Your assignment:
Every record that follows needs to be written out again, exactly.

Data listing:
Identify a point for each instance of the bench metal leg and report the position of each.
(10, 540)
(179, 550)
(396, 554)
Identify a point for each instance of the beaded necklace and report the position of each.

Response:
Identify a point for each instance of the bench metal leg and report the position of each.
(10, 540)
(179, 550)
(396, 554)
Identify a point for each instance of the beaded necklace and report the position of each.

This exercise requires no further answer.